*Opdracht*: Bewerk de onderstaande gegevens door "Compliance review" overal te vervangen door "Quality check" en laat de rest ongewijzigd.

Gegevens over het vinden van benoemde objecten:
——

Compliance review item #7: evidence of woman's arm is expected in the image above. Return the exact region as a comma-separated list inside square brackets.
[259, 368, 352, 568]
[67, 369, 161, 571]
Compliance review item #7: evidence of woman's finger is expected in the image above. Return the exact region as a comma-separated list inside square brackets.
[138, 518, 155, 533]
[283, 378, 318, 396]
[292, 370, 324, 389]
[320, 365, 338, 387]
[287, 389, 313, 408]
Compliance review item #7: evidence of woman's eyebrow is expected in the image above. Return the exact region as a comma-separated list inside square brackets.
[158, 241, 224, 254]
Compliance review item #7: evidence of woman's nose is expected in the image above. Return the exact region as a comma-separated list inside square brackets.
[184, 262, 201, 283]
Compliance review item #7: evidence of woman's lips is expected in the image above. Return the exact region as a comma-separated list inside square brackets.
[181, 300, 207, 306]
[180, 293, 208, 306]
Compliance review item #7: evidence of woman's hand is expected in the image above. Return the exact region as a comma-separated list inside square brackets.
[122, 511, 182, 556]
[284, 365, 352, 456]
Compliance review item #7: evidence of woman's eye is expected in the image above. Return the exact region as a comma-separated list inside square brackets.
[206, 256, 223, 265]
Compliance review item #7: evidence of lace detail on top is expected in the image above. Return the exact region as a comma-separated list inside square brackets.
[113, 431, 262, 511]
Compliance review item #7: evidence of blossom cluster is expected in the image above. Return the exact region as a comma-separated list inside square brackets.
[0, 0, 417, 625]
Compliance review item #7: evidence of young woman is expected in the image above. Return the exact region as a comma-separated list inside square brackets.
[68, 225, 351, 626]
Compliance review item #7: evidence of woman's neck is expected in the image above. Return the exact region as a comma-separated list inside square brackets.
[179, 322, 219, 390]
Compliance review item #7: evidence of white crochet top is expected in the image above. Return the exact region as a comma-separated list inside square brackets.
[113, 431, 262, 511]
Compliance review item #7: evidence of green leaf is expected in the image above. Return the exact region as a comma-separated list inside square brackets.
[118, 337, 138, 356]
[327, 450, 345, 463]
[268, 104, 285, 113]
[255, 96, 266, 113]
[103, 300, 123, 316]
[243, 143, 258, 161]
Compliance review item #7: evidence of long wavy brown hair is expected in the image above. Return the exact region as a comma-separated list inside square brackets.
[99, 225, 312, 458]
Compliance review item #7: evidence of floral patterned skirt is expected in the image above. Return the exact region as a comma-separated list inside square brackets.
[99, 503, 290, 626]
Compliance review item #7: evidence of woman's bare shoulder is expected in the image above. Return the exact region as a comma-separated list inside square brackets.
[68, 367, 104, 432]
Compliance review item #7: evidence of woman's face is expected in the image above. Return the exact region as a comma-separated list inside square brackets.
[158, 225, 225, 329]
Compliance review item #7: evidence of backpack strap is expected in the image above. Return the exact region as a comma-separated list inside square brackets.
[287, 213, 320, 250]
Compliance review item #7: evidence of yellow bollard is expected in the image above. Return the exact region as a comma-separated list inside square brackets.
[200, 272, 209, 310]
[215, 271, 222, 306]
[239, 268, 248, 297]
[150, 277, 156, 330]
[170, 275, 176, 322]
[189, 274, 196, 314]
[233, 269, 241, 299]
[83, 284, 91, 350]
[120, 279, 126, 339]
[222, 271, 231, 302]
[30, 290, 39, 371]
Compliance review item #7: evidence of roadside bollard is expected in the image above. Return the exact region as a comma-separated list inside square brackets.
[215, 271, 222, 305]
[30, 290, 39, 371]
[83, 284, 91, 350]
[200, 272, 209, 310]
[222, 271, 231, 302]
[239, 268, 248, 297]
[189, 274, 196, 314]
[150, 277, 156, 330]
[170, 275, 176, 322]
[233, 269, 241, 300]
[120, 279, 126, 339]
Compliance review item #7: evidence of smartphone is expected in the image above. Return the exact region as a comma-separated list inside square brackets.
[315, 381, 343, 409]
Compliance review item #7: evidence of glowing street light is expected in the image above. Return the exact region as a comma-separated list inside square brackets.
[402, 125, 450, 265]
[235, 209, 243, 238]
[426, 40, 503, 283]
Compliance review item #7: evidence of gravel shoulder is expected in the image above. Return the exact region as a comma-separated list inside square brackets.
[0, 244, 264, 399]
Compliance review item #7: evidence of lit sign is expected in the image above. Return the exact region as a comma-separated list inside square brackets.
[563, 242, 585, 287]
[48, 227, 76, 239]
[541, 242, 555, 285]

——

*Uitgewerkte oplossing*:
Quality check item #7: evidence of woman's arm is expected in the image above. Return the exact region as a comma-separated list inside square brackets.
[259, 368, 352, 568]
[67, 369, 161, 571]
Quality check item #7: evidence of woman's finger is expected in the image above. Return the exact region as a comma-separated list inside square brackets.
[138, 518, 155, 533]
[283, 378, 318, 396]
[292, 370, 324, 389]
[320, 365, 338, 387]
[287, 389, 313, 408]
Quality check item #7: evidence of woman's eyebrow is expected in the image above. Return the exact region as a comma-separated list inside square brackets.
[158, 241, 224, 254]
Quality check item #7: evidence of woman's nose is expected in the image above. Return the exact region as a comma-separated list inside square brackets.
[184, 262, 201, 283]
Quality check item #7: evidence of woman's lips is expected in the image above. Return the exact region as a comma-separated list inside square brackets.
[181, 300, 207, 306]
[180, 293, 208, 306]
Quality check item #7: evidence of woman's hand is expected in the image above. Return the exact region as a comma-separated list inside square brackets.
[122, 511, 182, 556]
[284, 365, 352, 456]
Quality check item #7: evidence of woman's eye is expected in the image above. Return the exact region as a comma-separated list inside square brackets.
[206, 256, 223, 265]
Quality check item #7: evidence of lace detail on top is expected in the image above. Return the exact region as a comma-separated list inside square brackets.
[113, 431, 262, 511]
Quality check item #7: evidence of blossom cluster is expected in the image above. Return the exact region as a comma-separated list inside square brackets.
[0, 0, 417, 625]
Quality check item #7: evidence of young woman is expected in the image above. Return the exact region as a comma-separated list inside square brackets.
[68, 225, 351, 626]
Quality check item #7: evidence of woman's neck is expected in the image above. Return the exact region as a comma-separated list inside square brackets.
[179, 322, 219, 390]
Quality check item #7: evidence of white crochet top is expected in the image above. Return the exact region as a comma-separated list inside square brackets.
[113, 431, 262, 511]
Quality check item #7: evidence of green leaf is expected in the image above. Return the exact region as a comma-separated list inside square brackets.
[118, 337, 138, 356]
[327, 450, 345, 463]
[268, 104, 285, 113]
[255, 96, 266, 113]
[103, 300, 123, 316]
[243, 143, 258, 161]
Quality check item #7: evidence of long wavy brown hair is expected in the image above. Return the exact region as a comma-separated list inside square brackets.
[99, 225, 312, 458]
Quality check item #7: evidence of floral patterned skirt is expected in the image above. Return the exact region as a comma-separated list inside square brackets.
[99, 503, 290, 626]
Quality check item #7: evidence of woman's bare shoulder is expected in the image above. Return the exact region as a comma-separated list inside square brackets.
[68, 367, 104, 432]
Quality check item #7: evidence of woman's face is expected in the image above. Return the exact region as a comma-separated list inside square brackets.
[158, 225, 225, 329]
Quality check item #7: evidence of backpack strap is expected in the image above. Return the exact region as a comma-separated list inside square brackets.
[287, 213, 320, 250]
Quality check item #7: evidence of yellow bollard is expected in the image above. Return the exact region as a comma-separated list inside square brackets.
[200, 272, 209, 310]
[215, 271, 222, 306]
[239, 268, 248, 297]
[150, 277, 156, 330]
[170, 275, 176, 322]
[189, 274, 196, 314]
[233, 269, 241, 299]
[83, 284, 91, 350]
[120, 279, 126, 339]
[222, 271, 231, 302]
[30, 290, 39, 371]
Quality check item #7: evidence of roadside bollard is expected in the image above. Return the exact region as a comma-separated list inside square brackets.
[215, 271, 222, 305]
[30, 290, 39, 371]
[83, 284, 91, 350]
[200, 272, 209, 310]
[222, 271, 231, 302]
[239, 268, 248, 297]
[189, 274, 196, 314]
[150, 277, 156, 330]
[170, 275, 176, 322]
[233, 269, 241, 300]
[120, 279, 126, 339]
Quality check item #7: evidence of smartphone is expected in the image above. Return the exact region as a comma-separated list inside square brackets.
[315, 381, 343, 409]
Quality check item #7: evidence of glowing street light is expected in the image above. Return the exact region as a comma-separated list inside square brackets.
[402, 125, 450, 265]
[235, 209, 243, 238]
[426, 40, 503, 283]
Quality check item #7: evidence of gravel shoulder is expected in the image above. Return the exact region as a comma-separated list inside square brackets.
[0, 244, 264, 399]
Quality check item #7: evidence of lit sign is expected in the image above. Return the exact region as a comma-separated list inside square brackets.
[563, 242, 585, 287]
[48, 227, 76, 239]
[541, 242, 555, 285]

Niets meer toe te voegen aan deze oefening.